Selection
----
Python Modules
train_model.py
This module defines classes for training models on various types of outcomes (binary and count-based) using logistic regression and negative binomial regression. These classes are integrated into the pipeline for training and evaluation.
OutcomeModel
- class OutcomeModel(data, target_column, seed=None)
Base class for modeling an outcome from a dataset.
- Parameters:
data (pandas.DataFrame) – The input dataset.
target_column (str) – The name of the column to predict.
seed (int, optional) – Random seed for reproducibility.
- train()
Placeholder method to train a model.
- evaluate()
Placeholder method to evaluate a model.
LogisticModel
- class LogisticModel(data, target_column, Cs=[1.0], seed=None)
Logistic regression model with L1 regularization for feature selection.
- Parameters:
data (pandas.DataFrame) – The input dataset.
target_column (str) – The name of the target column.
Cs (list) – List of inverse regularization strengths.
seed (int, optional) – Random seed.
- feature_selection_and_model_fitting()
Perform feature selection using L1 regularization and fit logistic regression model.
- find_best_threshold()
Determine the optimal classification threshold based on the proportion of positive outcomes.
- train()
Train the logistic regression model.
- evaluateOverallTest()
Evaluate the model on the overall test set.
- evaluate()
Evaluate the logistic model using chosen performance metrics.
- _evaluateOnValidation()
Internal method to evaluate performance on a validation split.
- _countDemographic()
Count demographic group membership for fairness evaluation.
NegativeBinomialModel
CoxProportionalHazard
- class CoxProportionalHazard(data, target_column, seed=None)
Cox Proportional Hazards model for time-to-event (survival) analysis using the lifelines package.
- Parameters:
data (pandas.DataFrame) – Input dataset containing features and event/time columns.
target_column (list of str) – List with two elements: [duration_column, event_column].
seed (int, optional) – Random seed for reproducibility.
- train()
Fit a Cox Proportional Hazards model using lifelines’ CoxPHFitter.
- predict()
Return model predictions (placeholder — not implemented in full).
- _evaluateOnValidation(X, y, id)
Evaluate model on the validation set using Concordance Index.
- selectFeatures()
Use Lasso-based feature selection for survival outcomes.
BetaRegression
- class BetaRegression(data, target_column, seed=None)
Beta regression model for modeling outcomes constrained between 0 and 1, using statsmodels.
- Parameters:
data (pandas.DataFrame) – The input dataset with features and the beta-distributed target.
----
Data

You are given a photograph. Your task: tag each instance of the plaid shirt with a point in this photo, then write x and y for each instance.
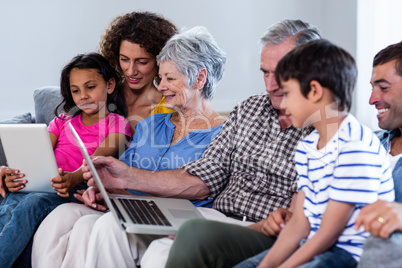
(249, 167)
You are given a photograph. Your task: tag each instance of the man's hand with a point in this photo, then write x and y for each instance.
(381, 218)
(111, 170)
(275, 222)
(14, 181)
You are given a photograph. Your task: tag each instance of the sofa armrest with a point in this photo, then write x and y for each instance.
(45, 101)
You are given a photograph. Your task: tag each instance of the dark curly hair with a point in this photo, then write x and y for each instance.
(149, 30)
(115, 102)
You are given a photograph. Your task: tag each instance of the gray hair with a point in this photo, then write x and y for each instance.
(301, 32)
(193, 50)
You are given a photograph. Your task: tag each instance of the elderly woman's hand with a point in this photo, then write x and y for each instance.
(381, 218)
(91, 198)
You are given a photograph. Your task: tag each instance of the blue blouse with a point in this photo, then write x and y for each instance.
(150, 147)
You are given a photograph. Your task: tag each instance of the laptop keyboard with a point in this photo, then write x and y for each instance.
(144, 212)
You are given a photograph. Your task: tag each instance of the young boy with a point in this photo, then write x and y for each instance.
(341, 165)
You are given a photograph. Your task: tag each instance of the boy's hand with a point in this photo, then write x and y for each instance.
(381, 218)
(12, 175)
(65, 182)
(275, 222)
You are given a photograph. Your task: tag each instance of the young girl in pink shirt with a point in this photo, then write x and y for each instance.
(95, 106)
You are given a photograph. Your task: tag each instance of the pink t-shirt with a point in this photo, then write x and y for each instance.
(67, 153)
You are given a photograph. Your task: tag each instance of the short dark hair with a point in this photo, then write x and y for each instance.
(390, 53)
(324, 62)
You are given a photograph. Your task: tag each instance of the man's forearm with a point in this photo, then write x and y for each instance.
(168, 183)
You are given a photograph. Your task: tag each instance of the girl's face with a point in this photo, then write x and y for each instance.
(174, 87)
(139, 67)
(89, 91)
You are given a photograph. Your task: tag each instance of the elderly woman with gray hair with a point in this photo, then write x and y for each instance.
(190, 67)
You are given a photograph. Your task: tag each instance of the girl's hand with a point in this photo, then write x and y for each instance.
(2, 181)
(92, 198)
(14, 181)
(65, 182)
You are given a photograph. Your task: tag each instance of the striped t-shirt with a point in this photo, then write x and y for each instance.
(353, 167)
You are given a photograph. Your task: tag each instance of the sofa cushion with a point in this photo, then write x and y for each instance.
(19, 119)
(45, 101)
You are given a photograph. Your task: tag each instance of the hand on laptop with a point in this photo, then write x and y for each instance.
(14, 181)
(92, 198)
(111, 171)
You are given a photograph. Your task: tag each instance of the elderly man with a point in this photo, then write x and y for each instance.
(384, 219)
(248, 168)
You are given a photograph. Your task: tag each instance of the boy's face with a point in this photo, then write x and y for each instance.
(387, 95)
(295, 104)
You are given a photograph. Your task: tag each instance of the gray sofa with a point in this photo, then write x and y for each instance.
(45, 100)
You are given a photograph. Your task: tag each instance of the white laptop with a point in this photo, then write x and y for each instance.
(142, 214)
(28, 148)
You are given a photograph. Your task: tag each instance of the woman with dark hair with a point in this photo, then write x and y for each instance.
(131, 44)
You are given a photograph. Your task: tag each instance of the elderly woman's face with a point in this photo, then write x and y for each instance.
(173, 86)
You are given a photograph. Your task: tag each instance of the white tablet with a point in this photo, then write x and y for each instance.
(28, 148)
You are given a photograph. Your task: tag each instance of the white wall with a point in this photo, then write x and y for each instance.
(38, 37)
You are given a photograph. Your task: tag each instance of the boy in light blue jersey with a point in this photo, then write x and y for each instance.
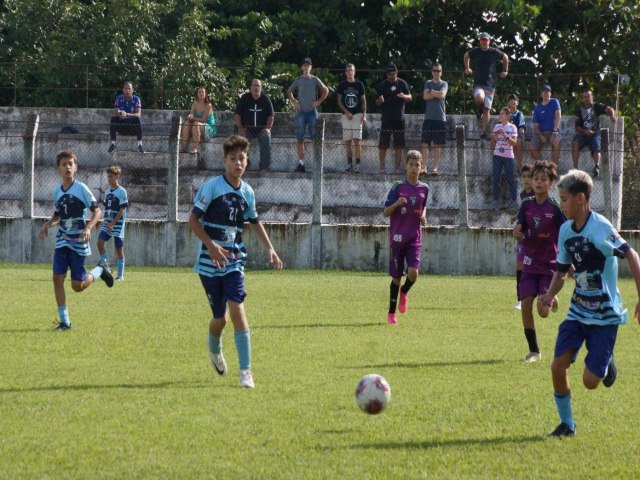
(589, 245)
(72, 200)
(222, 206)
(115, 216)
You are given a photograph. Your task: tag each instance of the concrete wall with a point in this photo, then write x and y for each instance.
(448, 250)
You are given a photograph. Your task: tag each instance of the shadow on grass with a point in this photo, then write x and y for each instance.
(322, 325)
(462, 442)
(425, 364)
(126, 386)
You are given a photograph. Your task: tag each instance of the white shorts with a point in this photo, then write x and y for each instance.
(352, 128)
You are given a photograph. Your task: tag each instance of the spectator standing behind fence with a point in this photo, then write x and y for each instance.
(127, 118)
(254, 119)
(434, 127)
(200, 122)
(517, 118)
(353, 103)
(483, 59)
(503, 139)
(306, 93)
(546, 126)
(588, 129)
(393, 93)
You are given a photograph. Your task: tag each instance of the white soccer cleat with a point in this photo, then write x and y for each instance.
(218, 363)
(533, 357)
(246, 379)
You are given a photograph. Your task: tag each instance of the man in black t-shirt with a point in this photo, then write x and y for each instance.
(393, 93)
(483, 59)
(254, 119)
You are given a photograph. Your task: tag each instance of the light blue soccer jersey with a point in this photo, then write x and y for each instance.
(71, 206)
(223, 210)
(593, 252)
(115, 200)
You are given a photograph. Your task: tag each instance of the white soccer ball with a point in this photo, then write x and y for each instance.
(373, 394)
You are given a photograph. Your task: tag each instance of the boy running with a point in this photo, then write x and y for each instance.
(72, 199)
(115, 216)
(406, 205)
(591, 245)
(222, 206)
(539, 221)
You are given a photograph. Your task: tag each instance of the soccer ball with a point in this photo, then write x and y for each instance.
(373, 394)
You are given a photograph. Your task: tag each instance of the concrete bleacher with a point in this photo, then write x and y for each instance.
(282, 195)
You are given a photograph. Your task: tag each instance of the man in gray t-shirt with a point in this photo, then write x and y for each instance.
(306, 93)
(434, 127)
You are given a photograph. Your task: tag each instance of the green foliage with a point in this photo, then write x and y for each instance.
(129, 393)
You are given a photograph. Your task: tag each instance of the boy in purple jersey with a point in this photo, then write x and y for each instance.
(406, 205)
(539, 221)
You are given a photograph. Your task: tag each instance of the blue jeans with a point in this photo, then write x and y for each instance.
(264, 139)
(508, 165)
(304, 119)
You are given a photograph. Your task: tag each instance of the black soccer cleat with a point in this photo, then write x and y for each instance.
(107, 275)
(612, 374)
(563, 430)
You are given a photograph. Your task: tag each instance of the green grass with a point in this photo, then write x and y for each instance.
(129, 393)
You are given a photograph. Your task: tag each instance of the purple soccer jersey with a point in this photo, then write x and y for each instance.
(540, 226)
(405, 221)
----
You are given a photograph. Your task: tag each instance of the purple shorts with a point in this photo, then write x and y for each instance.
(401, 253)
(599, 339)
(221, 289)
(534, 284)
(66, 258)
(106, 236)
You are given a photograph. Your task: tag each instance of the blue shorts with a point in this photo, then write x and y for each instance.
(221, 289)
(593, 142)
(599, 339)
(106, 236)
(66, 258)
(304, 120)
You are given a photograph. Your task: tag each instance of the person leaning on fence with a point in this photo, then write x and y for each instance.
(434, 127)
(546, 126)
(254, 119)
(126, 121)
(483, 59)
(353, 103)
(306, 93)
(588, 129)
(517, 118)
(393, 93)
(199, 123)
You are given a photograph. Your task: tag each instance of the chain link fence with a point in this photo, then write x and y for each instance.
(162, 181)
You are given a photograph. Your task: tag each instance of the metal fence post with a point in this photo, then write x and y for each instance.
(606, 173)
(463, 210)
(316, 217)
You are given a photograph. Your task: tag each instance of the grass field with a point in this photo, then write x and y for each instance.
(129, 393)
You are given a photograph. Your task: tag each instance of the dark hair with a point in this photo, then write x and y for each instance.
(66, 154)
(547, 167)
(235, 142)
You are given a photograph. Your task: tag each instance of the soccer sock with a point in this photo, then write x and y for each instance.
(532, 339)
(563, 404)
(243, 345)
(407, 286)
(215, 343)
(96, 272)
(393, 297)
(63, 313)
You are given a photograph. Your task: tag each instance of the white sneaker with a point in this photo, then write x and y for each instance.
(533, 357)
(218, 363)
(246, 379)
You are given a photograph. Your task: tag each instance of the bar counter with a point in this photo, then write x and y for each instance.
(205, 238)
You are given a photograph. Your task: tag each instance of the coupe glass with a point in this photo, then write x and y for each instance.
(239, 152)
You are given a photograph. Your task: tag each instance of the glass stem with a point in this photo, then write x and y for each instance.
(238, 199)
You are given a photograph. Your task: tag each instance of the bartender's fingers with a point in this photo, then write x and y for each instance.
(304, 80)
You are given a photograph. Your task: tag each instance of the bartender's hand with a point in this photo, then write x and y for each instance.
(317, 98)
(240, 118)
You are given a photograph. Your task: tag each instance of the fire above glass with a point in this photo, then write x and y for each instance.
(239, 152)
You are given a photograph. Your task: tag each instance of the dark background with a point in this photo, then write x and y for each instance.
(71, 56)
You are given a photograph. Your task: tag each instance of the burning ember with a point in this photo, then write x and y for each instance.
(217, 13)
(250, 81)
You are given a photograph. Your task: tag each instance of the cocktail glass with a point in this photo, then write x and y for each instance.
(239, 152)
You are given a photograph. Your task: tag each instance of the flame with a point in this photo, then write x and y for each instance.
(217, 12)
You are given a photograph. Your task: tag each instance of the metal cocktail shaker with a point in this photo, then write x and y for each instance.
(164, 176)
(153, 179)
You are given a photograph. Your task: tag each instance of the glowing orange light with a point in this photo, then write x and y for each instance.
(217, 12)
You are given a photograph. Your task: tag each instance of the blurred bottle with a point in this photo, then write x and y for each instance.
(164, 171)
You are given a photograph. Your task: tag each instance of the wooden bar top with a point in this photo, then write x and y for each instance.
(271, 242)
----
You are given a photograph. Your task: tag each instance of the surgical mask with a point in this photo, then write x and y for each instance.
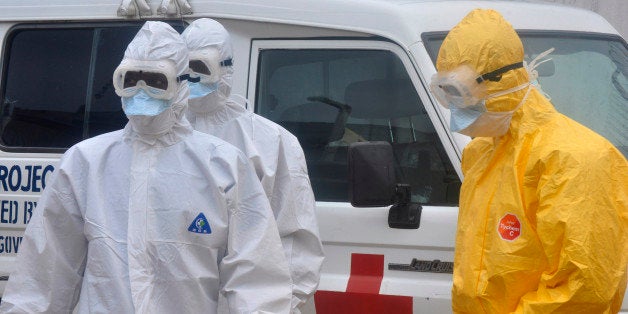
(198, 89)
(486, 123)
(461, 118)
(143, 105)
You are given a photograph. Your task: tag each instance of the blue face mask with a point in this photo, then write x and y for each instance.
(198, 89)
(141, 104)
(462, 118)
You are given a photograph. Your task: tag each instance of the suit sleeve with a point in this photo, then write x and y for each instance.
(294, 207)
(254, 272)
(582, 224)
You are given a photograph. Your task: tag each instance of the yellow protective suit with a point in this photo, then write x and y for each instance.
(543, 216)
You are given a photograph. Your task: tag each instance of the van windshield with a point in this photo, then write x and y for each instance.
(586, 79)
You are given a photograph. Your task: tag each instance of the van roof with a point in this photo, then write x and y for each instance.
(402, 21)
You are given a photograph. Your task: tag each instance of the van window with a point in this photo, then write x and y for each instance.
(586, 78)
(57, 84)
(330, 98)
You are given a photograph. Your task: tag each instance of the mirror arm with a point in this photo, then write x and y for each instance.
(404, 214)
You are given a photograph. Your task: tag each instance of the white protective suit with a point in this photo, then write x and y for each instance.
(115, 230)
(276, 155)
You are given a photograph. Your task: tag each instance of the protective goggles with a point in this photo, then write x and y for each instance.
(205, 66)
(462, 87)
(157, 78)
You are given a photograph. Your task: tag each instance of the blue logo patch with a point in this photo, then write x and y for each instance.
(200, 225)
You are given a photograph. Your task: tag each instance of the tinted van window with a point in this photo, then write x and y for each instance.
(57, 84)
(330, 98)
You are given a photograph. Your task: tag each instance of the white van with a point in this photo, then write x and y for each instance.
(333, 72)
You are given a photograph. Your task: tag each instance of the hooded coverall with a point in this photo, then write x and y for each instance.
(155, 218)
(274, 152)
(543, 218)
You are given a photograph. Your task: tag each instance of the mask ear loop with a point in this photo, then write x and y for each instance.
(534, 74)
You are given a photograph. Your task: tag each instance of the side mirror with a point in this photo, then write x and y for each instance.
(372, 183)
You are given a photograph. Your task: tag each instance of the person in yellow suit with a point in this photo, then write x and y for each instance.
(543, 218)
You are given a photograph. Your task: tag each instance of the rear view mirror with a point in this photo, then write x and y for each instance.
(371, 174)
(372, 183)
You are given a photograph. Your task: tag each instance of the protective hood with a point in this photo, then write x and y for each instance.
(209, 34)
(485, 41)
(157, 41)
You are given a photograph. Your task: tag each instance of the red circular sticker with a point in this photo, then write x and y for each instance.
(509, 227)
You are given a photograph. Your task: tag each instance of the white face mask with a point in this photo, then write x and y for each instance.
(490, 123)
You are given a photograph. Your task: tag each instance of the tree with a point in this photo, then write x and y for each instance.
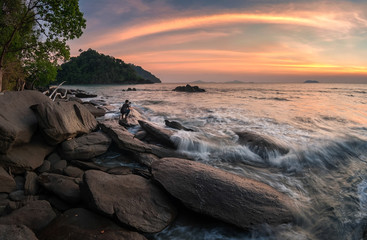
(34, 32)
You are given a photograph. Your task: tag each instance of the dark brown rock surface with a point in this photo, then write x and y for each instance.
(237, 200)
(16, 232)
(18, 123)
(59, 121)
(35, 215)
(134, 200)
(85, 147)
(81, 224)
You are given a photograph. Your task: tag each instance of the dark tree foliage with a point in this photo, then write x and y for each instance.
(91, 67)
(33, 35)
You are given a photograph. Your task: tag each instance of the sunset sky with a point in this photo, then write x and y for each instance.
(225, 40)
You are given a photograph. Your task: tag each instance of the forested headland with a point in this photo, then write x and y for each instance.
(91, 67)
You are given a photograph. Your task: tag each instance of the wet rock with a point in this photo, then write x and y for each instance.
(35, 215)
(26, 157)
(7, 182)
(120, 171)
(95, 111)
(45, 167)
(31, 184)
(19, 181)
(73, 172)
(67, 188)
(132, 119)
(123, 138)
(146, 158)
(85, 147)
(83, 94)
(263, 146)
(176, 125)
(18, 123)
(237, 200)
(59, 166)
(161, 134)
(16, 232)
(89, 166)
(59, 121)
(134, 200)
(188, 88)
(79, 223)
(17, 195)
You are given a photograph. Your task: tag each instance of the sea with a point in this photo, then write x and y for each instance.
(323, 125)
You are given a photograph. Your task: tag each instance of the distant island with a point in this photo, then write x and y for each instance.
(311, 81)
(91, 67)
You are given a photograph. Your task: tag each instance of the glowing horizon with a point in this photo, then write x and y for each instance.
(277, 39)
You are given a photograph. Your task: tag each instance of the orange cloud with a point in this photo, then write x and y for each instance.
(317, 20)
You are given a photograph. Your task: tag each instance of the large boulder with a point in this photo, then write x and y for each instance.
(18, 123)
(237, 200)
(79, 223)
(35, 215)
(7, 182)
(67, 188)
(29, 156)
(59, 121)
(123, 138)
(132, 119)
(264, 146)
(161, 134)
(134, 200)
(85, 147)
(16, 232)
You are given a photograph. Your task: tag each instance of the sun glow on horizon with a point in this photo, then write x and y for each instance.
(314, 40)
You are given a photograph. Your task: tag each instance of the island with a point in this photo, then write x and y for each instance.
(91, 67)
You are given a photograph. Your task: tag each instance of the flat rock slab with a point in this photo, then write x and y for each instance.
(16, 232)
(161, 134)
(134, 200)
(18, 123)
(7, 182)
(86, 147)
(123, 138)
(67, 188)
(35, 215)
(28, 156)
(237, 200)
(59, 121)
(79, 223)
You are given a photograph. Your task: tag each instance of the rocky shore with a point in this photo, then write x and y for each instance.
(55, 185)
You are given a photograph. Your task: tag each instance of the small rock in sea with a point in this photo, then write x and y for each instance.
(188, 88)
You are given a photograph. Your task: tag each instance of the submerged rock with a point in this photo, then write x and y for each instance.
----
Set of tasks
1. According to the train_model.py page, which package does the CoxProportionalHazard class use?
2. Show each line from the rows that contains the word "sofa".
The train_model.py page and the rows are unrelated material.

Expected responses
1. It uses the lifelines package.

2.
You are given a photograph. Your task: tag each instance of the sofa armrest with a point in this photo, then write x and y for each instance.
You are given a photograph. Your task: tag each instance of the sofa cushion with a point in this photo, then write x and y for each instance.
You are given a photograph. Your task: tag each instance of the gray sofa with a point in this photo, then write x and y for each instance.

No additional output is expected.